## Data supplied
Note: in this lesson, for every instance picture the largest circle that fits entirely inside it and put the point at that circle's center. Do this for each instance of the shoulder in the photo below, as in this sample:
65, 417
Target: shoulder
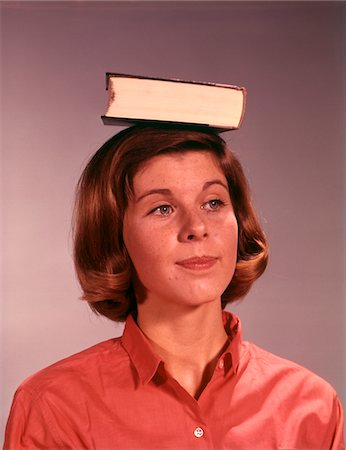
77, 369
286, 377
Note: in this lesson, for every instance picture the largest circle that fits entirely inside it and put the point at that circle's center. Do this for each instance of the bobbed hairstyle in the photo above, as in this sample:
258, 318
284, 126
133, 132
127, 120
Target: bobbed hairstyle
102, 264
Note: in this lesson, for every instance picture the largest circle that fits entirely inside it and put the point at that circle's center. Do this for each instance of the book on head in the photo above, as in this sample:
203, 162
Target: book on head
136, 99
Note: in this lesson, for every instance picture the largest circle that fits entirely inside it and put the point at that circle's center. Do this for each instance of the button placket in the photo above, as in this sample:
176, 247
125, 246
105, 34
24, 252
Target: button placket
198, 432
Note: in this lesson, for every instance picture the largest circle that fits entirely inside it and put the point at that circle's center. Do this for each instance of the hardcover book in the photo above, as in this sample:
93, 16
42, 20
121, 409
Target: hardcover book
135, 99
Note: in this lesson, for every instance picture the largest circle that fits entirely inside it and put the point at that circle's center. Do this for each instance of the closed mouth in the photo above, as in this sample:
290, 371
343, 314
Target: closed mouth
198, 262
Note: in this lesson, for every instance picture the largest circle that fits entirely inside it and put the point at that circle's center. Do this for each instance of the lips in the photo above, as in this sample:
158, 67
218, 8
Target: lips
198, 262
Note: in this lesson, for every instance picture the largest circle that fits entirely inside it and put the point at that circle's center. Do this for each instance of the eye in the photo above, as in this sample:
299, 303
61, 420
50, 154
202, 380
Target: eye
163, 210
213, 205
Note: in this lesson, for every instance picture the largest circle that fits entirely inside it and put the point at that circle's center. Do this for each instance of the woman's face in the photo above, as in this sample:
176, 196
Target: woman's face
180, 230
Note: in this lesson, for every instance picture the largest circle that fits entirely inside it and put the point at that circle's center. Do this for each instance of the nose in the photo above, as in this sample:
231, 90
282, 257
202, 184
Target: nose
193, 227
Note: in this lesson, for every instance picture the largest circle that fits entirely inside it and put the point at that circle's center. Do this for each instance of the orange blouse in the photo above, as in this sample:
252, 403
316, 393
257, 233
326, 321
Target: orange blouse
117, 395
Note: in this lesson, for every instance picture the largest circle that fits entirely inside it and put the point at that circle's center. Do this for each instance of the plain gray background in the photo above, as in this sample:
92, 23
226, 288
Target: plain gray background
290, 57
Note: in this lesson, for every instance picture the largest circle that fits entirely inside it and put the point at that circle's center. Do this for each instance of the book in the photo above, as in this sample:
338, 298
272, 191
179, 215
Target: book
136, 99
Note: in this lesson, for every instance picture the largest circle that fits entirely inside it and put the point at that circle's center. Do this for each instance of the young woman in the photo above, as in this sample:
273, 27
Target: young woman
165, 237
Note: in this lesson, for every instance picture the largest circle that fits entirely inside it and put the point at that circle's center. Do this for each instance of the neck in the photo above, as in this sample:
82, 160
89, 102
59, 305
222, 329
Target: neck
189, 341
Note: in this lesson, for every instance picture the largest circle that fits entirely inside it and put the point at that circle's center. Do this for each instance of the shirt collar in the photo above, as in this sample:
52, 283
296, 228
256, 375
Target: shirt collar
147, 362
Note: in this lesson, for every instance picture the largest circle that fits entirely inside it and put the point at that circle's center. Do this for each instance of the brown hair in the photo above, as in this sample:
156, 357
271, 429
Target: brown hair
102, 264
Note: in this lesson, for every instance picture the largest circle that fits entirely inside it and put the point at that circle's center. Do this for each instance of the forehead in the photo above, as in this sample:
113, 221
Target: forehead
178, 168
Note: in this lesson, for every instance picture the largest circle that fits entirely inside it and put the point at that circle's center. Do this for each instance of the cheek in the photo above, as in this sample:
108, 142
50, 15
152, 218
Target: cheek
145, 246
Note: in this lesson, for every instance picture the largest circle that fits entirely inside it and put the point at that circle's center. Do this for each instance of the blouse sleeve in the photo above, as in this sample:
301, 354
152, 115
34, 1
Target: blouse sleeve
338, 441
30, 425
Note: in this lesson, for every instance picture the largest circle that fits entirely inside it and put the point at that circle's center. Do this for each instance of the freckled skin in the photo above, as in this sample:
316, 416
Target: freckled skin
181, 209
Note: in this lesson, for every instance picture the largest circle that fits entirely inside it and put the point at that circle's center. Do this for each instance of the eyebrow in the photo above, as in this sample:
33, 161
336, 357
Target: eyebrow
168, 192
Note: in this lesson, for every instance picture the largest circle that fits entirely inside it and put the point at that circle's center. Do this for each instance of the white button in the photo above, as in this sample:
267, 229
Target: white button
198, 432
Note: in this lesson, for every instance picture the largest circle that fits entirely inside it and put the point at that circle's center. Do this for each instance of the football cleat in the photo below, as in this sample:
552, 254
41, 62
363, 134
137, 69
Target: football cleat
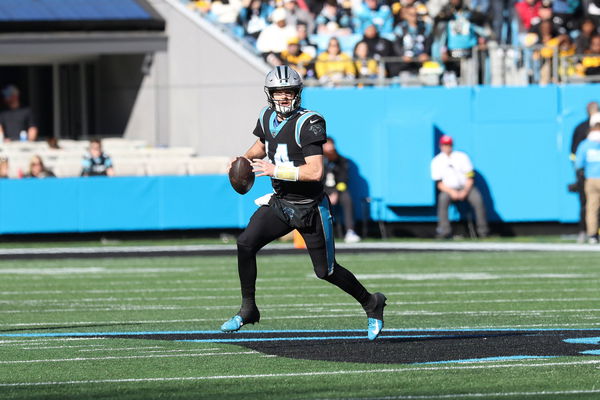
234, 324
242, 318
374, 329
374, 312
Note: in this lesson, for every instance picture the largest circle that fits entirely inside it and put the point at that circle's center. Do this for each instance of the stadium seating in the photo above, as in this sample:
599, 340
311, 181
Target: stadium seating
130, 158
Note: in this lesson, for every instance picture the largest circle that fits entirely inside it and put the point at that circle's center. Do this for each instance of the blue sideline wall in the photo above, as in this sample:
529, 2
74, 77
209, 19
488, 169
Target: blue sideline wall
518, 139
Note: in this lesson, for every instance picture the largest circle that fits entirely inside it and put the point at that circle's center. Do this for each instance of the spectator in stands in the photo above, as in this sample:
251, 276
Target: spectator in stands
254, 18
373, 12
545, 13
380, 48
590, 64
366, 67
306, 45
37, 169
579, 135
53, 143
297, 59
527, 11
481, 6
413, 40
226, 11
17, 122
588, 30
565, 13
587, 160
333, 66
3, 167
550, 43
202, 6
295, 15
96, 162
333, 20
463, 30
336, 187
502, 15
454, 176
592, 11
274, 38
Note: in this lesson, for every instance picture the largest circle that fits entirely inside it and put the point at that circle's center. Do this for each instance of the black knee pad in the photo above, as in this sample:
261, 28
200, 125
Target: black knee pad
244, 246
322, 273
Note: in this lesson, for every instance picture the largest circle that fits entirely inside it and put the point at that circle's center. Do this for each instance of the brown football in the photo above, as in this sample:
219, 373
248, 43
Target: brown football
241, 176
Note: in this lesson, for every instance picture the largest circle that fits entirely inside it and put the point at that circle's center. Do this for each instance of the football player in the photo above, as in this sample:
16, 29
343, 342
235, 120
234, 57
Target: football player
292, 138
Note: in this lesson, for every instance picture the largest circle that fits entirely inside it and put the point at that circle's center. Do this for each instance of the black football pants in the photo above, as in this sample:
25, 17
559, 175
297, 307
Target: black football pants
265, 226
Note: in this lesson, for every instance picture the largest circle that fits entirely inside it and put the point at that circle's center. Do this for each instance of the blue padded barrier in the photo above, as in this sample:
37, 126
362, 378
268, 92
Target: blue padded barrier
518, 138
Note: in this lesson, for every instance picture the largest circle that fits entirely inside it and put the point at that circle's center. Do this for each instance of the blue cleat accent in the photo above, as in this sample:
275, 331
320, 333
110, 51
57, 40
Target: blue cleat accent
375, 326
234, 324
375, 314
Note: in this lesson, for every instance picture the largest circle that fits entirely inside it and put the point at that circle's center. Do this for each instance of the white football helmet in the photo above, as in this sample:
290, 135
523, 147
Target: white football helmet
283, 77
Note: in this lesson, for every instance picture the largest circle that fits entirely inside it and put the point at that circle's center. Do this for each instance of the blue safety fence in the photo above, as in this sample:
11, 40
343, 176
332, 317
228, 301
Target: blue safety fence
518, 139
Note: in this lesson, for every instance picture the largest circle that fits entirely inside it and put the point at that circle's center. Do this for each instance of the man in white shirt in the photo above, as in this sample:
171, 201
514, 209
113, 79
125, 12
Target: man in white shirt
274, 38
454, 176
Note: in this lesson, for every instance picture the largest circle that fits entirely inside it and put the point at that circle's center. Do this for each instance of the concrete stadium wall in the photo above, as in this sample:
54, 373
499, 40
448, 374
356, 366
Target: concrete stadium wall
518, 138
204, 91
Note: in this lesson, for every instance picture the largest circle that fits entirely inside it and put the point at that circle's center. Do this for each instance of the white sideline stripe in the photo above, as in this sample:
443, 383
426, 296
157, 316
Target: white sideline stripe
176, 290
482, 365
171, 321
473, 395
60, 347
53, 360
418, 246
122, 348
233, 288
471, 276
266, 306
313, 307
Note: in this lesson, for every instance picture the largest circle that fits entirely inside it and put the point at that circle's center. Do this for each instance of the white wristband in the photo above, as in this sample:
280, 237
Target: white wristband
286, 173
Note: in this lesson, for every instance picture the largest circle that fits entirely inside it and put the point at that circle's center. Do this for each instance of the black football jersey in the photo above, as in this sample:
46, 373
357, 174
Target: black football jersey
287, 143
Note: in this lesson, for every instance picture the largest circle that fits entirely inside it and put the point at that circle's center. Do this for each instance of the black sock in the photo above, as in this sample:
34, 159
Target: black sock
346, 281
247, 271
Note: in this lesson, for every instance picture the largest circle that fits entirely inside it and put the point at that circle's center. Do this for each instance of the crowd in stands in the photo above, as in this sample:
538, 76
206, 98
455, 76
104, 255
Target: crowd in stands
22, 155
333, 41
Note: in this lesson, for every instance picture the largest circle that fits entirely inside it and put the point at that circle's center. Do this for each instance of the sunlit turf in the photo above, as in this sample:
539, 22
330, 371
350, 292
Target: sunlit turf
446, 290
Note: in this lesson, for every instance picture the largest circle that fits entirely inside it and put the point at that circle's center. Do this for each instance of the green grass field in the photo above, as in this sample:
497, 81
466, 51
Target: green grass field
446, 290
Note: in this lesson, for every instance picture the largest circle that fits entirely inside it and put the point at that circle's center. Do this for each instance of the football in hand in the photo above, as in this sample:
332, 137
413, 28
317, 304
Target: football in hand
241, 176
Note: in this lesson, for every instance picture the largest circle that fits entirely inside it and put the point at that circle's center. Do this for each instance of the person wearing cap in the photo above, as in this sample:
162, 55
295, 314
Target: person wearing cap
296, 15
454, 176
274, 38
296, 58
333, 66
16, 123
373, 12
579, 135
587, 159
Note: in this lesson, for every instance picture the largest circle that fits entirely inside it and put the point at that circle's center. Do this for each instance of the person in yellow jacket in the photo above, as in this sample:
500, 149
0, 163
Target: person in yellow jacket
333, 66
296, 58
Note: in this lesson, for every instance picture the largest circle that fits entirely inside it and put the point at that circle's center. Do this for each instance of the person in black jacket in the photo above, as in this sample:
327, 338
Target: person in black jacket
336, 187
579, 135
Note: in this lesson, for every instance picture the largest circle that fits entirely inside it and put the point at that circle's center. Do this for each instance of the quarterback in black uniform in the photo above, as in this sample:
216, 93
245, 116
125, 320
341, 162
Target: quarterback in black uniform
292, 138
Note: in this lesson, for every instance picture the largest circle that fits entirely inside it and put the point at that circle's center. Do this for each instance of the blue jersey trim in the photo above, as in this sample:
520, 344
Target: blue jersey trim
300, 122
262, 117
273, 128
327, 223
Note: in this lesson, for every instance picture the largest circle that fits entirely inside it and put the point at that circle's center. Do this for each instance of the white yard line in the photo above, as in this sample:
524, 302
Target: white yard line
315, 308
265, 306
479, 365
268, 295
474, 395
57, 360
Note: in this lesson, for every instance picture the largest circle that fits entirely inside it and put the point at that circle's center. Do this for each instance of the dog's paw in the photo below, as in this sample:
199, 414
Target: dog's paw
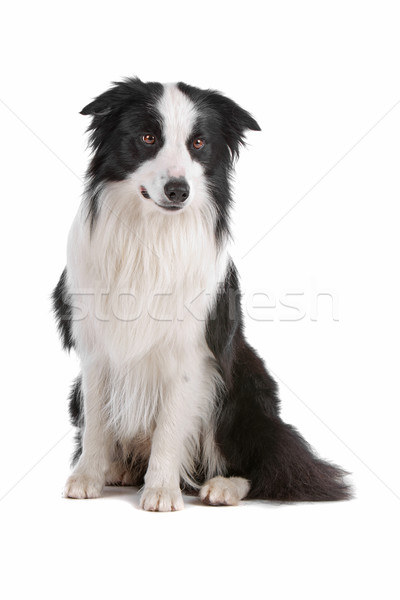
119, 475
82, 486
161, 499
224, 491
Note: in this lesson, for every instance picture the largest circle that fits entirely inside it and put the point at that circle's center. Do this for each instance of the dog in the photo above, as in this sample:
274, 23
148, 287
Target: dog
171, 396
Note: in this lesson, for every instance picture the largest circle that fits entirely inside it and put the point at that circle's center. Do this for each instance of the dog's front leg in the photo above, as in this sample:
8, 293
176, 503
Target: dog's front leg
174, 426
88, 477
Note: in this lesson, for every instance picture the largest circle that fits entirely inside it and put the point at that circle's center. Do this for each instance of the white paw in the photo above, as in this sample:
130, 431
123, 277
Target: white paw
118, 475
224, 491
161, 499
82, 486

## Exercise
Convert the records above, starting at the line that contains "the white paw" and ending at the last line of the records, into a Markdown table. Use a column named Row for the row number and a column named Line for the line itself, and leave out any blank lines.

## Task response
| Row | Line |
|---|---|
| 1 | Note: in this lesson, for every instance picture the largest circle that fits entirely inside it and put the point at that circle's center. Do this for each instance of the white paw in the photo above, as in this sample: |
| 2 | 130, 431 |
| 3 | 123, 277 |
| 4 | Target: white paw |
| 5 | 118, 475 |
| 6 | 224, 491 |
| 7 | 161, 499 |
| 8 | 82, 486 |